Monitored spring field application of manure from a swine finishing operation using a dragline manure transport. Loss of ammonia (NH3) occurred primarily over the first three days after manure application and continued for more than seven days. Loss of NH3 was higher for manure applied using truck transport compared to manure pumped to field using a dragline, but the loss was not significant. More work needs to be done to confirm this observation. Future work is expanding the number of fields monitored and using an unmanned aerial vehicle for assessing field conditions.
Objective 2: A relaxed eddy accumulation pesticide flux system was beta tested. The system was run for five days in a field that was treated with metolachlor and atrazine. Vertical wind away from the soil surface was correlated with metolachlor concentrations indicating volatilized herbicide was transported away from the soil surface to the atmosphere. However, additional vertical winds in the downward direction toward the soil surface were also correlated with metolachlor but at lower concentrations. The dual nature of pesticide transport is consistent with turbulence transport theory. Future work will be focused on determining the net (upward -downward) flux of field applied metolachlor and atrazine from bare soil.
A spray drift experiment to measure the impact of a large moving tractor with spray implements on turbulence during a spray event used four eddy covariance (EC) systems at different heights. The EC design allowed for measuring disturbances in turbulence momentum and vertical velocity during a spray event. As the spray rig moved through the field past the EC systems, the EC systems measured distinct episodic vertical wind velocities at the leading edge of the tractor. This observation confirmed the hypothesis that a large bluff body such as a tractor spray rig produces enough momentum to transfer winds in the upward direction away from the soil surface. This upward movement results in spray droplets being ejected upwards more than 10 m above the ground surface and increasing the potential loss of herbicides through spray drift. However, due to the loss of the LiDAR instrumentation and retirement of a key collaborator, this project has been terminated.

> [AVAILABLE DATA]

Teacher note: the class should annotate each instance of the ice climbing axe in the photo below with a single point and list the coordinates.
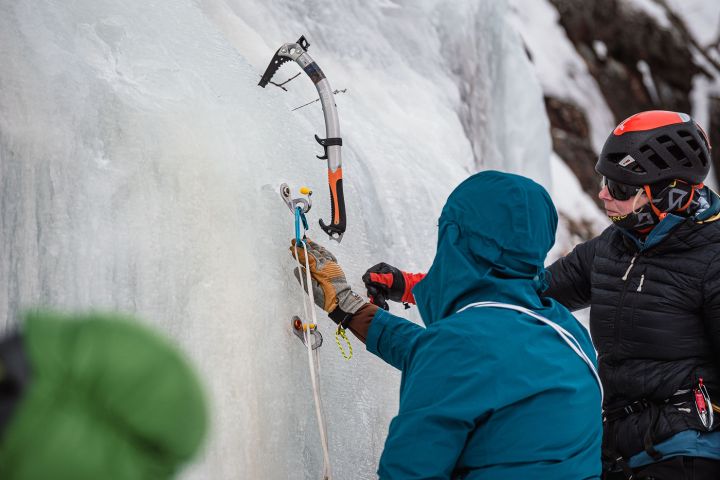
(332, 142)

> [TO DO]
1. Do the following statements agree with the field study report above? For each, answer yes or no and quote the report's deciding words exactly.
(a) Ammonia loss from manure applied by truck transport was significantly higher than from manure pumped to the field by dragline.
(b) The relaxed eddy accumulation pesticide flux system was run for five days.
(c) The spray drift project is continuing with its LiDAR instrumentation.
2. Can you reproduce the field study report word for word, starting with "Monitored spring field" and going on through "assessing field conditions."?

> [SOLUTIONS BY TASK]
1.
(a) No: "but the loss was not significant."
(b) Yes: "The system was run for five days in a field that was treated with metolachlor and atrazine."
(c) No: "due to the loss of the LiDAR instrumentation and retirement of a key collaborator, this project has been terminated."

2.
Monitored spring field application of manure from a swine finishing operation using a dragline manure transport. Loss of ammonia (NH3) occurred primarily over the first three days after manure application and continued for more than seven days. Loss of NH3 was higher for manure applied using truck transport compared to manure pumped to field using a dragline, but the loss was not significant. More work needs to be done to confirm this observation. Future work is expanding the number of fields monitored and using an unmanned aerial vehicle for assessing field conditions.